- [LESETEXT]
★ ★ ★ ★ ★

Unsere Person des Jahres 2018: Harald Peterka, Geschäftsführer der Greenbird Vertriebs GmbH. Ursprünglich zum Facility Management gekommen, „ohne es zu planen“, sei das mittlerweile seine Berufung, sagt er. Heute entwickelt er mit dem Unternehmen Greenbird Werkzeuge zur Digitalisierung und Automatisierung von Facility Services. Das System „Cleanbird“ etwa misst mit modernen Sensoren, wie intensiv oder wie wenig Flächen genutzt werden, und erstellt täglich einen dem Bedarf angepassten Reinigungseinsatzplan.
Text hansjörg preims
Reinigung aktuell: Herr Peterka, was war der zündende Gedanke für die Entwicklung von Cleanbird?
Harald Peterka: Cleanbird entstand vor dem Hintergrund, dass ich als Facility Manager mit 30 Jahren Berufserfahrung mit „anderen Augen“ durch Gebäude und Unternehmen gehe. Ich bin viel unterwegs, schaue mir Vieles an und beobachte auch, wie Prozesse in Gebäuden funktionieren. Der wirkliche Auslöser für diese Idee war ein Aufhänger an einer Hotelzimmertür, auf welchem nicht etwa stand, „Bitte nicht stören“, sondern: „Lieber Gast, wenn Sie auf die Reinigung Ihres Hotelzimmers verzichten, schreiben wir Ihnen 5 Euro gut“. Die Idee begeisterte mich und hat mich gedanklich unentwegt beschäftigt – ich fand den Zugang genial – da ich der Meinung war, so könnte auch die Reinigung von Büros oder gewerblich genutzten Flächen funktionieren. Diese Idee, gepaart mit meiner Technik-Affinität, führten in weiterer Folge zu dem Gedanken, ein vollautomatisches System zu entwickeln, das „weiß“, wo und was notwendig ist. Ich war davon überzeugt, dass es möglich ist, die notwendige Reinigungsintensität oder den Reinigungsbedarf in Form von Sensorik, also unterstützender Technik, vollautomatisch zu erkennen und mit dieser Erkenntnis, ohne täglichen manuellen Eintrag, eine dementsprechende Leistungsintensität für das Reinigungspersonal zu erarbeiten.

★ ★ ★ ★ ★

- [DATEN ZUR AUFGABE]
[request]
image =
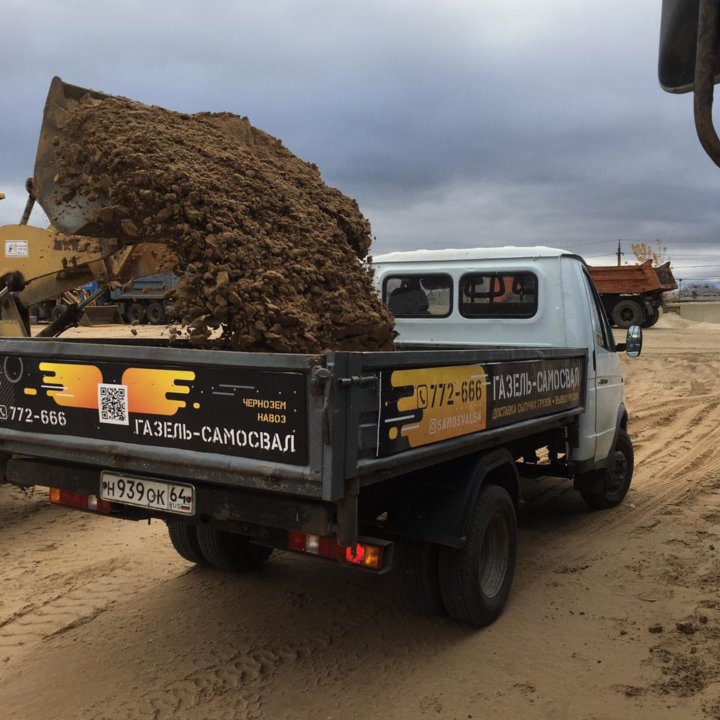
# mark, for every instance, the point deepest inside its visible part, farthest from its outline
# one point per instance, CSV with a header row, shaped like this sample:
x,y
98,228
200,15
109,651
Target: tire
x,y
134,312
422,577
652,318
627,313
475,581
156,314
619,476
185,541
230,552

★ ★ ★ ★ ★

- [ARBEITSANWEISUNGEN]
1. Schreiben Sie den Lesetext über Harald Peterka und Cleanbird vollständig und wortgetreu ab.
2. Entnehmen Sie sämtliche Zeilen aus Block 1 und geben Sie sie wortgetreu wieder. Die Bilder lassen Sie dabei weg.

- [LÖSUNGEN ZUR ÜBUNG]
1.
Unsere Person des Jahres 2018: Harald Peterka, Geschäftsführer der Greenbird Vertriebs GmbH. Ursprünglich zum Facility Management gekommen, „ohne es zu planen“, sei das mittlerweile seine Berufung, sagt er. Heute entwickelt er mit dem Unternehmen Greenbird Werkzeuge zur Digitalisierung und Automatisierung von Facility Services. Das System „Cleanbird“ etwa misst mit modernen Sensoren, wie intensiv oder wie wenig Flächen genutzt werden, und erstellt täglich einen dem Bedarf angepassten Reinigungseinsatzplan.
Text hansjörg preims
Reinigung aktuell: Herr Peterka, was war der zündende Gedanke für die Entwicklung von Cleanbird?
Harald Peterka: Cleanbird entstand vor dem Hintergrund, dass ich als Facility Manager mit 30 Jahren Berufserfahrung mit „anderen Augen“ durch Gebäude und Unternehmen gehe. Ich bin viel unterwegs, schaue mir Vieles an und beobachte auch, wie Prozesse in Gebäuden funktionieren. Der wirkliche Auslöser für diese Idee war ein Aufhänger an einer Hotelzimmertür, auf welchem nicht etwa stand, „Bitte nicht stören“, sondern: „Lieber Gast, wenn Sie auf die Reinigung Ihres Hotelzimmers verzichten, schreiben wir Ihnen 5 Euro gut“. Die Idee begeisterte mich und hat mich gedanklich unentwegt beschäftigt – ich fand den Zugang genial – da ich der Meinung war, so könnte auch die Reinigung von Büros oder gewerblich genutzten Flächen funktionieren. Diese Idee, gepaart mit meiner Technik-Affinität, führten in weiterer Folge zu dem Gedanken, ein vollautomatisches System zu entwickeln, das „weiß“, wo und was notwendig ist. Ich war davon überzeugt, dass es möglich ist, die notwendige Reinigungsintensität oder den Reinigungsbedarf in Form von Sensorik, also unterstützender Technik, vollautomatisch zu erkennen und mit dieser Erkenntnis, ohne täglichen manuellen Eintrag, eine dementsprechende Leistungsintensität für das Reinigungspersonal zu erarbeiten.

2.
[request]
image =
# mark, for every instance, the point deepest inside its visible part, farthest from its outline
# one point per instance, CSV with a header row, shaped like this sample:
x,y
98,228
200,15
109,651
Target: tire
x,y
134,312
422,577
652,318
627,313
475,581
156,314
619,476
185,541
230,552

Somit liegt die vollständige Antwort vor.